── TEXT

Back-up Plans, the A Team, and Flexibility

It is important to have a back-up plan when creating the plan you hope will work. Sometimes even the best laid plans go awry and then it is time to revamp, evaluate, call in the A-Team, or whatever is needed to keep the levy from breaking.

I recently gave birth in a Birth Center with a midwife. Because we were not at a hospital (the hospital was only a few blocks away) we had two birth plans: the everything goes normal and the emergency plan in case of, well, emergencies. It included what we wanted in a worse case scenario, who was to go where, and important numbers. Though we appeared prepared, we forgot to plan for the contingency that something might go wrong with the baby. Our back-up was great as long as the problem only resided with me.

Sometimes even the best laid back-up plans go awry.

The thing is that, though we may not be able to plan for every facet of a failure or problem, we should have some notion in our minds of what we will do if Bad Things happen to our plans.

How do you plan for the worst while hoping for the best? What does this look like when implementing technology?

────
── DATASET CONTENT

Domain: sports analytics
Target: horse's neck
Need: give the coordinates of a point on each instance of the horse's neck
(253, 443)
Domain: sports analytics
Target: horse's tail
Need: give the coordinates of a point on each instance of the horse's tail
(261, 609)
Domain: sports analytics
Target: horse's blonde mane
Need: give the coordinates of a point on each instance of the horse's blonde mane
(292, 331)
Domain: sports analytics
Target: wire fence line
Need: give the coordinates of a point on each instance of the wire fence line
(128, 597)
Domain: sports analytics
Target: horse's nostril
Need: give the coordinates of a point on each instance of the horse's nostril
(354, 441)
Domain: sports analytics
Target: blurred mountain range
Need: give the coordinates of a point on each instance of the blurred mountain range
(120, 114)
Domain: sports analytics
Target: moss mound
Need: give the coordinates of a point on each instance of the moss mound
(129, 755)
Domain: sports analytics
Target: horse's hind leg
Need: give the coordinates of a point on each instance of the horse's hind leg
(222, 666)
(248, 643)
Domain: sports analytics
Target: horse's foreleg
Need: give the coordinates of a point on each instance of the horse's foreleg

────

**QUESTIONS TO ANSWER**
1: List everything the text on back-up plans says the emergency birth plan included.
2: Using the text on back-up plans, answer these:
(a) Where did the birth happen, and who attended it?
(b) How far away was the hospital?
(c) What contingency did the back-up plan fail to cover?

**ANSWER SET**
1:
- What they wanted in a worst-case scenario
- Who was to go where
- Important numbers

2:
(a) In a Birth Center, with a midwife.
(b) Only a few blocks away.
(c) The possibility that something might go wrong with the baby.